***** Data *****

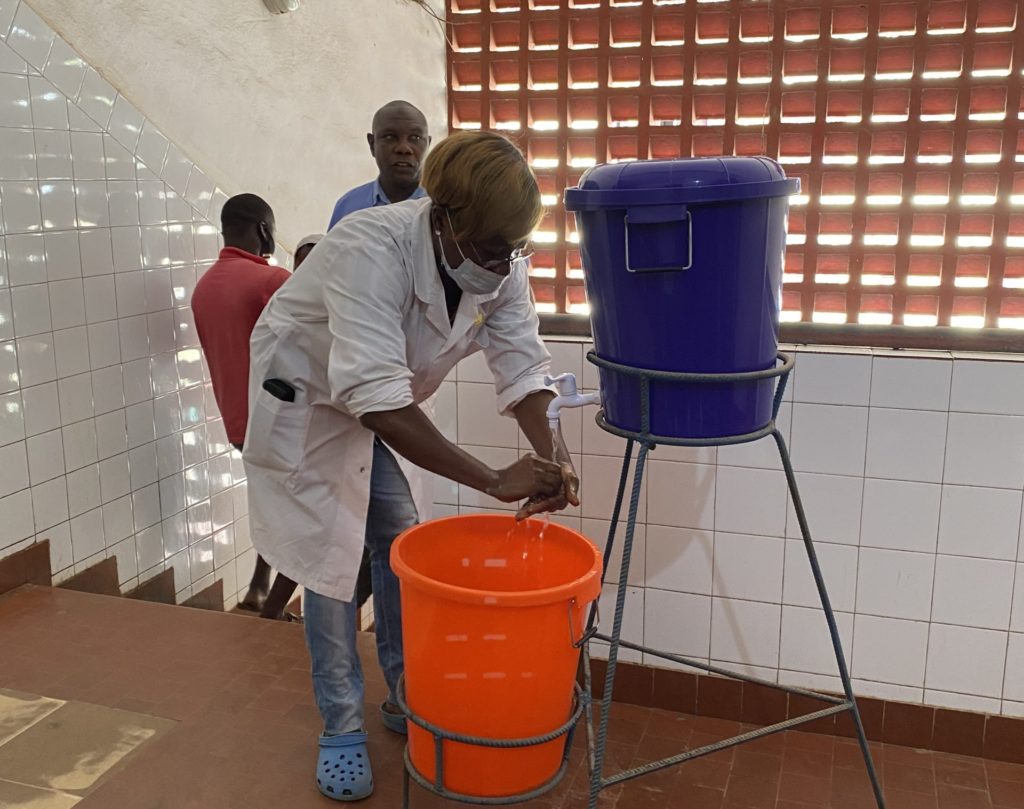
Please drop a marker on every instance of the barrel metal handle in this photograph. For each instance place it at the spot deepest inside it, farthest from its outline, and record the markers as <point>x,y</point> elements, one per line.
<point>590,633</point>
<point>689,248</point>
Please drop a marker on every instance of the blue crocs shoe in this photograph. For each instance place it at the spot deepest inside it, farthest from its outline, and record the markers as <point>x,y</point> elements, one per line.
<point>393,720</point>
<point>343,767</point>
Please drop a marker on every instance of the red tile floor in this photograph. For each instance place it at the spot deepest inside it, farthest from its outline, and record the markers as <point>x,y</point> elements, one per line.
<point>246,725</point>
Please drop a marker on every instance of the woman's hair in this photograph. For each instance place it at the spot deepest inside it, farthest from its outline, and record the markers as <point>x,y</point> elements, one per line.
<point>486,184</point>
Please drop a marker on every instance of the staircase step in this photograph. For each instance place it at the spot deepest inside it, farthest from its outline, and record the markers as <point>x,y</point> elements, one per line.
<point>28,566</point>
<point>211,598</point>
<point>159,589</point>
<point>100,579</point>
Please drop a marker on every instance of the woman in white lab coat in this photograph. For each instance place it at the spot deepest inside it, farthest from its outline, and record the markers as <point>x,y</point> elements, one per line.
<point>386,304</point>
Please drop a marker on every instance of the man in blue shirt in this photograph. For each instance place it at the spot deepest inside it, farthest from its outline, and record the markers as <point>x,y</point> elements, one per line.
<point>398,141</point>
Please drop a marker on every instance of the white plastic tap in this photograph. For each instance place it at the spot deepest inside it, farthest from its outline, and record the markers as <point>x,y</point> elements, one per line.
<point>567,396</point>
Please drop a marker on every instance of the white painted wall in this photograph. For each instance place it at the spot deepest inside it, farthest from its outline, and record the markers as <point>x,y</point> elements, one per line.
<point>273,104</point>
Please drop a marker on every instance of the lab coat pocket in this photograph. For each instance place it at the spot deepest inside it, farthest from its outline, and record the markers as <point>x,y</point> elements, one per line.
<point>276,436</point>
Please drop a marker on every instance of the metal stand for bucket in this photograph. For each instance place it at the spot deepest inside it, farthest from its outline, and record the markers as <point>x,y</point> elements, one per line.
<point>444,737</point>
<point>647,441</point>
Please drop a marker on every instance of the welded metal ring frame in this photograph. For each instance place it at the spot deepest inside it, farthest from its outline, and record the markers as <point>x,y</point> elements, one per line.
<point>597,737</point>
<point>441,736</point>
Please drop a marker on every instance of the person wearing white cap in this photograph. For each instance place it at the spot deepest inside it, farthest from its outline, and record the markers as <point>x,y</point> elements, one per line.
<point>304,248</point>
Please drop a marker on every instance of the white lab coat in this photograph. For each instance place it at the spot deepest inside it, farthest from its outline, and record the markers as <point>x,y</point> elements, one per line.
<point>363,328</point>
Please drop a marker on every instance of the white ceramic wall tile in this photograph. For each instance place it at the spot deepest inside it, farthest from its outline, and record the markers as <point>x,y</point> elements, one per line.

*****

[What the task asks]:
Give back the records exactly, minus any pictures.

[Result below]:
Please drop a marker on every instance of the barrel metal handle in this photograph. For each instance place it at the spot deepest inside it, farthest from its outline, and record the markers as <point>x,y</point> elements, one per line.
<point>590,633</point>
<point>689,248</point>
Please drop a marker on every instance of the blue crocs shoe in this photograph. For each instance place it at the spot deepest inside it, farthest from its outline, and record the markers as <point>x,y</point> elements, one per line.
<point>393,720</point>
<point>343,767</point>
Please drop a marker on every instance of the red tile floor in this photograph. For each instance place it at the spot deepest inside it, farthest from its outline, and record the markers as <point>x,y</point> elements, one per line.
<point>246,725</point>
Please drop a marker on every instance of the woman's hair in this photograph. For each instance place it at the spot deepest inside it, farthest from its outline, and record the markers as <point>x,y</point> elements, one per line.
<point>486,184</point>
Please drop a marker on every instance of the staircase step in this photograph. For each instance place it at the spot deepest inside it, farthest from its outline, and record the markers as <point>x,y</point> elements, one per line.
<point>28,566</point>
<point>211,598</point>
<point>159,589</point>
<point>100,579</point>
Please drop a marker on every instance of the woman in white lab coat in this photograph. For each instance place it at the spot deepest inside it, farthest from its outline, and record the markers as <point>x,y</point> elements, one per line.
<point>386,304</point>
Please drop a marker on every instance of the man in blue shirt in this photograph. For each instance place it at the spot deepest inside it, farthest from its outline, and record the markers as <point>x,y</point> elements, one per line.
<point>398,141</point>
Please drop a marker on every instance of the white plastic tap in this photograph. For each instance place it at the spot deepest inside it, farthest from its outline, and record the markers as <point>x,y</point> elements, one per line.
<point>567,396</point>
Please drop a marker on every instance of the white painted wall in this photograph. For each instance place it at the spot deepest inside it, farthest from its outline, and record the markers as <point>x,y</point> elements, one per line.
<point>273,104</point>
Please drop a marker on every instance of the lab coat pocket in this photograph. For each instance place it at the spot deepest inside it, farthest from its outline, and record the markers as <point>x,y</point> elements, one per line.
<point>276,436</point>
Please drop a marker on every instance of the metal stand for bucket in this photograph. For each instance place it at the spot deepest inside it, farthest from its outline, and record the markers as <point>x,y</point> elements, one per line.
<point>444,737</point>
<point>647,441</point>
Please drop a marker on every instance of the welded metal ring frame in this photograph. For each instance place it at the spot deepest inside it, farthest from its outline, and record the markers as <point>x,y</point> elements, one per line.
<point>597,737</point>
<point>441,736</point>
Please drop a marker on every instance of the person wearing white cap in this photograph. For each instance place it at the spot deepest inside it, farthest from its outline, and record the markers as <point>x,y</point> elements, one per line.
<point>304,248</point>
Please drop a marker on every instance of the white lab coat in this photograph. For each instance place it at the spot deepest inside it, farthest from its outline, and record the markers as <point>x,y</point> elements, one per line.
<point>363,328</point>
Please drop a marker on every instance of the white ceramic wall tile in this photograph. For each instance place it at the spot deepest inside it, farthest from its outline, and record the markers as <point>x,y</point> elements, one per line.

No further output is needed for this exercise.